TO DO: A verbatim reproduction of the following listing is required; omit the pictures.

Start of DATA RECORDS

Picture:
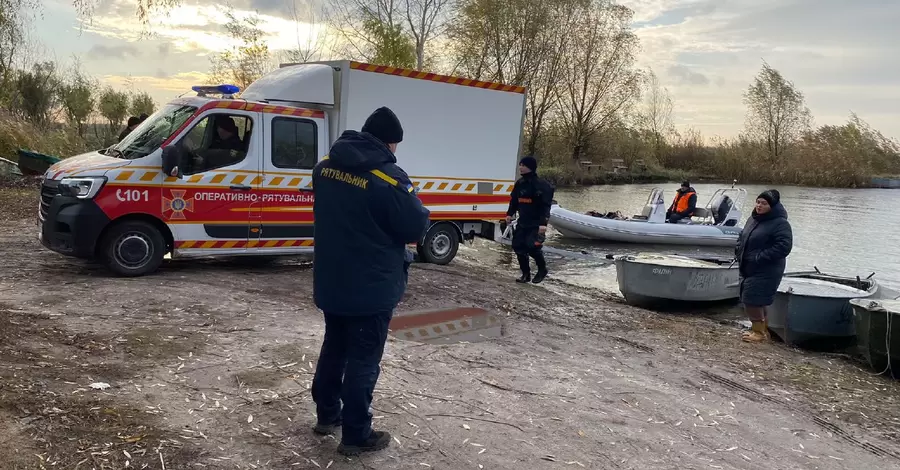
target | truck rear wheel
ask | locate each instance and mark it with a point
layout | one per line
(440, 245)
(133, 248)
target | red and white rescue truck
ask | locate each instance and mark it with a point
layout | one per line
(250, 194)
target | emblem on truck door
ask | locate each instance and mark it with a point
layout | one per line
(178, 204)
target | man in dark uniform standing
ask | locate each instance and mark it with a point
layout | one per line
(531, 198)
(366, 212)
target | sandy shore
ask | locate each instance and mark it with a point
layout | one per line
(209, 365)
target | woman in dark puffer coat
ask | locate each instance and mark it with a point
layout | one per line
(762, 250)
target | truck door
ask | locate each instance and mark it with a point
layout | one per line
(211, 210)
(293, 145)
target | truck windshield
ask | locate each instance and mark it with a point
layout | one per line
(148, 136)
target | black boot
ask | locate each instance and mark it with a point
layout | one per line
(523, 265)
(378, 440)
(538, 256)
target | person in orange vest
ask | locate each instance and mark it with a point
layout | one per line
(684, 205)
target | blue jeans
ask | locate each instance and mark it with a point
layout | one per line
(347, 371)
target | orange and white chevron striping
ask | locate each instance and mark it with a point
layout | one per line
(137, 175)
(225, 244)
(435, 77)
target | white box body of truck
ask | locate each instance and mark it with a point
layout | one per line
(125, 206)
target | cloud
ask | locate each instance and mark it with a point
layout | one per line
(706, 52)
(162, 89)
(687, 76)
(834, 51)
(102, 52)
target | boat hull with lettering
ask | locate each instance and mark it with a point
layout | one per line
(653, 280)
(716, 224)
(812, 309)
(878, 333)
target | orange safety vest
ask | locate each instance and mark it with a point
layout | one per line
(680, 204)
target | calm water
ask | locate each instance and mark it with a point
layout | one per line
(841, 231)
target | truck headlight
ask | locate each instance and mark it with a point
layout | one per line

End of DATA RECORDS

EXERCISE RESPONSE:
Picture:
target | truck rear wheel
ask | locate each instance and mark it with a point
layout | one per line
(440, 245)
(133, 248)
target | red and white rescue truck
ask | locate each instance and mark it with a point
layout | one per line
(250, 194)
target | emblem on truck door
ask | locate each instance and mark it with a point
layout | one per line
(178, 204)
target | man in dark uniform standing
ask | locate each instance and mark it with a point
layout | one per line
(531, 198)
(366, 212)
target | sandy shore
ask | locate each instance and mark it with a point
layout | one per line
(209, 365)
target | woman in dark puffer coat
ask | locate each instance and mark it with a point
layout | one per line
(762, 250)
target | truck door
ask | locate each instance and mark it with a point
layout | one per line
(211, 210)
(293, 145)
target | truck windshield
ask | locate each instance and mark it with a point
layout | one per line
(148, 136)
target | black boot
ask | locate each instance and mark it with a point
layout | one per line
(523, 265)
(378, 440)
(538, 256)
target | person in orange vest
ask | locate each instance and mark it with a point
layout | one per line
(684, 205)
target | blue jeans
ask | locate each instance and mark it with a point
layout | one per line
(347, 371)
target | orange and white chevron striping
ask | locate each instance and mark it with a point
layout | one per line
(137, 175)
(225, 244)
(435, 77)
target | white box body of truck
ask | locate each instance and mark it with a point
layout | one per line
(125, 206)
target | cloud
ask | locate each instance and mark it with a point
layout | one per line
(706, 52)
(162, 89)
(687, 76)
(834, 51)
(102, 52)
target | boat hull with lettering
ask | locate each instance and mark it with a point
layout | one per line
(653, 280)
(716, 224)
(812, 309)
(878, 333)
target | orange safety vest
ask | locate each instance and mark it with a point
layout | one per line
(680, 204)
target | calm water
ask | locate each instance and mark it with a point
layout | one per line
(841, 231)
target | truck headlight
ask | locate each instance and mark it with a point
layout | one per line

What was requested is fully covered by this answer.